Reproduce word for word the part of the Initial Load documentation starting with "This page describes" and going on through "the Data-Grid instances.".

--- start Document excerpt ---

This page describes an older version of the product. The latest stable version is 16.4.

Initial Load


The XAP Data-Grid includes special interceptor that allow users to pre-load the Data-Grid with data before it is available for clients access. This interceptor called Initial Load and has a default implementation that is using the Hibernate Space Persistency implementation to load data from a database directly into the Data-Grid instances.

eds_initial_load.jpg

To enable the initial load activity a SpaceDataSource should be specified. We distinguish between two modes of operation - if SpaceSynchronizationEndpoint is specified the mode is ‘read-write’, otherwise ‘read-only’.

  • read-only - Space will be loading data from the persistency layer once started. It will access the persistency layer in case of a cache miss (only when running in LRU cache policy mode).
  • read-write - Space will be loading data from the persistency layer once started. It will write changes within the space back into the persistency layer in synchronous manner. For a-synchronous mode, the replication to the Mirror should be enabled and SpaceSynchronizationEndpoint should not be specified for the space but only for the mirror. The Mirror will be responsible to write the changes into the persistency layer.

--- end Document excerpt ---
--- start Excerpted data ---

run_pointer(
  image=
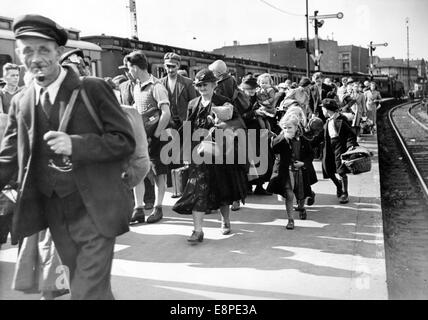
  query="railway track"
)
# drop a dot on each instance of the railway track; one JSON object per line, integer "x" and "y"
{"x": 403, "y": 161}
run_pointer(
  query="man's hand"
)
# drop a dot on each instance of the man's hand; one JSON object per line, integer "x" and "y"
{"x": 298, "y": 164}
{"x": 59, "y": 142}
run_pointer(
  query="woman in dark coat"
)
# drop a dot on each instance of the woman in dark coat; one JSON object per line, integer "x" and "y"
{"x": 249, "y": 86}
{"x": 210, "y": 186}
{"x": 293, "y": 172}
{"x": 338, "y": 138}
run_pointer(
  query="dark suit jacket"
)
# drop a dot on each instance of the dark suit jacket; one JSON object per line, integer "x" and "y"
{"x": 185, "y": 93}
{"x": 347, "y": 139}
{"x": 315, "y": 100}
{"x": 96, "y": 158}
{"x": 126, "y": 93}
{"x": 226, "y": 87}
{"x": 235, "y": 123}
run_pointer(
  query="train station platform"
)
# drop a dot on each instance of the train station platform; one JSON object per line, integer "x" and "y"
{"x": 337, "y": 253}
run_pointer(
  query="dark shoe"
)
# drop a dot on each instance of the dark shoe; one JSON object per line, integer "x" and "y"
{"x": 302, "y": 214}
{"x": 311, "y": 199}
{"x": 148, "y": 206}
{"x": 290, "y": 224}
{"x": 138, "y": 216}
{"x": 261, "y": 192}
{"x": 196, "y": 237}
{"x": 155, "y": 216}
{"x": 236, "y": 206}
{"x": 344, "y": 198}
{"x": 225, "y": 228}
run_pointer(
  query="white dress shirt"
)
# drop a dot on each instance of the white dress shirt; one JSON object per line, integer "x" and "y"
{"x": 52, "y": 89}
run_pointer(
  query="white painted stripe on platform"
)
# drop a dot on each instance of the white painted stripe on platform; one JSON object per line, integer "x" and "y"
{"x": 214, "y": 295}
{"x": 272, "y": 282}
{"x": 11, "y": 255}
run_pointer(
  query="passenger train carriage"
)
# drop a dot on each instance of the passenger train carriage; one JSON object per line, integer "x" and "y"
{"x": 105, "y": 54}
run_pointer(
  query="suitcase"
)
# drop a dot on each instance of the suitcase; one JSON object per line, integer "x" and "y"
{"x": 179, "y": 180}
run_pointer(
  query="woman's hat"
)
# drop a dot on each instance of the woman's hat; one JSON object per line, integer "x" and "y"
{"x": 330, "y": 104}
{"x": 249, "y": 82}
{"x": 304, "y": 82}
{"x": 32, "y": 25}
{"x": 204, "y": 76}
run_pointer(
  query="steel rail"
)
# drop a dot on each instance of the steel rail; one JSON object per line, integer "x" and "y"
{"x": 405, "y": 149}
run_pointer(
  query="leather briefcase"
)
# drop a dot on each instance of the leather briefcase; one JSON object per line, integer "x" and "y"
{"x": 179, "y": 180}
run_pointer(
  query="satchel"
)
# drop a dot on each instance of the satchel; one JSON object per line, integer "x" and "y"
{"x": 151, "y": 118}
{"x": 136, "y": 166}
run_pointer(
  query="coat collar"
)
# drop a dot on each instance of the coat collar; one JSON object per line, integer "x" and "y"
{"x": 27, "y": 103}
{"x": 179, "y": 86}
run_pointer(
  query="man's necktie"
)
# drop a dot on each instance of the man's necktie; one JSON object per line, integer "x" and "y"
{"x": 46, "y": 103}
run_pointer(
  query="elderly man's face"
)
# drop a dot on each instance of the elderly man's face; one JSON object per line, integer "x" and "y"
{"x": 41, "y": 58}
{"x": 171, "y": 69}
{"x": 12, "y": 77}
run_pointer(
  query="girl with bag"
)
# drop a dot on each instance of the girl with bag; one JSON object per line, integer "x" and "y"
{"x": 210, "y": 186}
{"x": 292, "y": 169}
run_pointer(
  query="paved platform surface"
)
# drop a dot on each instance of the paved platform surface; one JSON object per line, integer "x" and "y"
{"x": 337, "y": 253}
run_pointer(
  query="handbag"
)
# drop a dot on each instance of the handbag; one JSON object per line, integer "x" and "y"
{"x": 224, "y": 112}
{"x": 357, "y": 160}
{"x": 179, "y": 180}
{"x": 208, "y": 147}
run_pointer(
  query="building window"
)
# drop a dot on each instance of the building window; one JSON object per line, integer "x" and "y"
{"x": 346, "y": 67}
{"x": 345, "y": 56}
{"x": 6, "y": 25}
{"x": 73, "y": 35}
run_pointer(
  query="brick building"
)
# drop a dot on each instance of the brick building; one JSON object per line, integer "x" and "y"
{"x": 285, "y": 53}
{"x": 397, "y": 68}
{"x": 353, "y": 59}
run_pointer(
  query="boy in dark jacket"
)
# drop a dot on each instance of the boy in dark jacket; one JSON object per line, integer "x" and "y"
{"x": 338, "y": 138}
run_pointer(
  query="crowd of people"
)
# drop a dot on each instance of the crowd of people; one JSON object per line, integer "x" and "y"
{"x": 65, "y": 140}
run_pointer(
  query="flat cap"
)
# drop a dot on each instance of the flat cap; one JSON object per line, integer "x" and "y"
{"x": 172, "y": 57}
{"x": 249, "y": 82}
{"x": 31, "y": 25}
{"x": 304, "y": 82}
{"x": 204, "y": 76}
{"x": 69, "y": 54}
{"x": 330, "y": 104}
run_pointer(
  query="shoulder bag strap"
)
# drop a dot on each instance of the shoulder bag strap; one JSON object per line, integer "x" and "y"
{"x": 91, "y": 109}
{"x": 65, "y": 119}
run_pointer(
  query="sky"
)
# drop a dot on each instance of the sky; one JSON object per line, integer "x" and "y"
{"x": 210, "y": 24}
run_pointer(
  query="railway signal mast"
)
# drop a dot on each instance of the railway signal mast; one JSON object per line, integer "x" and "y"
{"x": 372, "y": 47}
{"x": 133, "y": 11}
{"x": 318, "y": 24}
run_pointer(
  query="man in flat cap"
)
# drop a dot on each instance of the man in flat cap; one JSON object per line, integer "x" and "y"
{"x": 69, "y": 173}
{"x": 180, "y": 92}
{"x": 180, "y": 89}
{"x": 149, "y": 94}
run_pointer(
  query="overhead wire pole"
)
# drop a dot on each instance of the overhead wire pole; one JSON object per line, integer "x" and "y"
{"x": 133, "y": 12}
{"x": 308, "y": 52}
{"x": 318, "y": 24}
{"x": 408, "y": 55}
{"x": 372, "y": 47}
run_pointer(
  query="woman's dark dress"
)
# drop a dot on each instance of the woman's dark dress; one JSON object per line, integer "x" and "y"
{"x": 210, "y": 185}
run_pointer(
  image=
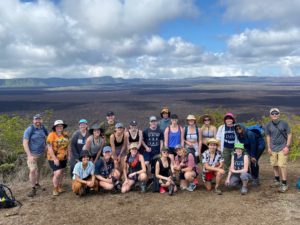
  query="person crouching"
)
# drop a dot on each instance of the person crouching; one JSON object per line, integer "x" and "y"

--- end Excerpted data ---

The response =>
This page describes an older version of the product. The latest stable version is 16.4.

Initial Load


The XAP Data-Grid includes special interceptor that allow users to pre-load the Data-Grid with data before it is available for clients access. This interceptor called Initial Load and has a default implementation that is using the Hibernate Space Persistency implementation to load data from a database directly into the Data-Grid instances.